■ **Work to complete**
Return every entry exactly. Leave nothing out.

■ **The records**
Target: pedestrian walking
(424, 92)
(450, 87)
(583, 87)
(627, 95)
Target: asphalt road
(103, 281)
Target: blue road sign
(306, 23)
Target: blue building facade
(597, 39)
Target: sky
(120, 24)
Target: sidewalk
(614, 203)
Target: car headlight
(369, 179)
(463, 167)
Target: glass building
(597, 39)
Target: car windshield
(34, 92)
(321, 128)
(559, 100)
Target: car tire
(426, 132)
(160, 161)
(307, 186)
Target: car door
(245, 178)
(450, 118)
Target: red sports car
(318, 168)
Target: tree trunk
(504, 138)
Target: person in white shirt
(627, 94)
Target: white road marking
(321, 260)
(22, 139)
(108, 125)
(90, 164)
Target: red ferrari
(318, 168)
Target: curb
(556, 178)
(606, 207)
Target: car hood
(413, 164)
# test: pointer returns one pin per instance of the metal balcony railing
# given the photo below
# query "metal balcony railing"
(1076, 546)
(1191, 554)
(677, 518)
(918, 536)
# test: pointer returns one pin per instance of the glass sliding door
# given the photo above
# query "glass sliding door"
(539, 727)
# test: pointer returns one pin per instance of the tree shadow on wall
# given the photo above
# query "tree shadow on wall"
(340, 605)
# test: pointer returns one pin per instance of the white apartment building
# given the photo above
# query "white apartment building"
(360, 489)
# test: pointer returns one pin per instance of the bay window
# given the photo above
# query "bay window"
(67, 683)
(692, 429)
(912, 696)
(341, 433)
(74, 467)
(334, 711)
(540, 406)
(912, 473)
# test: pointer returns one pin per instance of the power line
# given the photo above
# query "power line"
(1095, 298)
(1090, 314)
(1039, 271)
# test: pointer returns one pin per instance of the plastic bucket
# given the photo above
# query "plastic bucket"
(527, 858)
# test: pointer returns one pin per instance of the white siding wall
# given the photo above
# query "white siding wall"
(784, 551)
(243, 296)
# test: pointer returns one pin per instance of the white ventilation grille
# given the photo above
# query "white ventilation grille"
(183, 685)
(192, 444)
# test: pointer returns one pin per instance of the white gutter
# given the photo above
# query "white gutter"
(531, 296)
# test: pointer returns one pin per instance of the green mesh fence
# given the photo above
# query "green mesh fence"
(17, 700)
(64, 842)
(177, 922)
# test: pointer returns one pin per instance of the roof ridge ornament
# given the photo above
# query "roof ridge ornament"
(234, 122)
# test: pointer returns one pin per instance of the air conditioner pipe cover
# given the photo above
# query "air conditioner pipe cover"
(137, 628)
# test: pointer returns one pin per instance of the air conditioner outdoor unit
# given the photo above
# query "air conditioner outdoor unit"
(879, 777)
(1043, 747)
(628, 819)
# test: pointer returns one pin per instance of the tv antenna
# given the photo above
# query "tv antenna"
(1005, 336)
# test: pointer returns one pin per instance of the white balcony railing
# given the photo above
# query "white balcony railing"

■ **Answer to this exercise**
Target: pedestrian walking
(424, 92)
(450, 87)
(583, 87)
(627, 95)
Target: asphalt road
(103, 281)
Target: blue road sign
(306, 23)
Target: blue building facade
(597, 39)
Target: sky
(120, 24)
Target: sidewalk
(614, 203)
Target: car headlight
(369, 179)
(463, 167)
Target: glass building
(597, 39)
Target: car windshield
(34, 92)
(321, 128)
(559, 100)
Target: car tire
(426, 132)
(160, 161)
(307, 186)
Target: car door
(245, 178)
(450, 118)
Target: red sports car
(318, 168)
Target: tree trunk
(504, 138)
Target: person in white shirt
(627, 94)
Target: white road marking
(321, 260)
(22, 139)
(108, 125)
(90, 164)
Target: red ferrari
(318, 168)
Target: curb
(556, 178)
(606, 207)
Target: car hood
(413, 164)
# test: pointer returns one pin per instance of the metal balcony railing
# given the photo below
# query "metal balcony railing"
(1076, 546)
(1191, 554)
(677, 518)
(918, 536)
# test: pointer returns one pin per instance of the glass sliding door
# given the photo above
# query "glass sliding door"
(539, 727)
# test: pointer returns one pin per instance of the tree shadow on wall
# given the photo above
# query "tree shadow on wall"
(340, 605)
# test: pointer returns one pin per instance of the white apartment building
# given the photo above
# query "white apartment building"
(360, 489)
# test: pointer returns one pin per instance of the bay window
# given the photo above
# query "bay window"
(67, 683)
(692, 429)
(912, 696)
(341, 433)
(74, 467)
(334, 711)
(540, 406)
(912, 473)
# test: pointer returns one pin per instance of the power line
# given the photo above
# query "power line"
(1095, 298)
(1090, 314)
(1039, 271)
# test: pointer returns one pin per instance of the plastic bucket
# given the photo above
# query "plastic bucket"
(527, 858)
# test: pointer returns one pin per instance of the white siding wall
# given the photo above
# query "white siding wall"
(784, 551)
(243, 296)
# test: pointer returns one pin per instance of the white ventilation grille
# given the photo above
# query "white ventilation grille"
(183, 685)
(192, 444)
# test: pointer returns one pin per instance of the white gutter
# given the photo above
# query "white gutter"
(531, 296)
# test: pointer returns one pin per instance of the green mesh fence
# given the photo above
# query "green mesh fence"
(17, 700)
(64, 842)
(177, 922)
# test: pointer returns one pin per instance of the roof ridge ornament
# given the photo above
# query "roof ridge ornament"
(234, 122)
# test: pointer returns one pin per instance of the air conditioner pipe cover
# given the photo above
# query "air conditioner pipe cover"
(137, 628)
# test: pointer returns one pin per instance of the air conditioner outdoor unit
# given the photo above
# query "air conditioner outdoor unit"
(879, 777)
(1043, 747)
(628, 819)
# test: pointer returns one pin per instance of the tv antenna
# given the photo above
# query "tv antenna"
(1005, 336)
# test: pointer returns one pin per instance of the white balcony railing
# given the photo above
# query "white balcony railing"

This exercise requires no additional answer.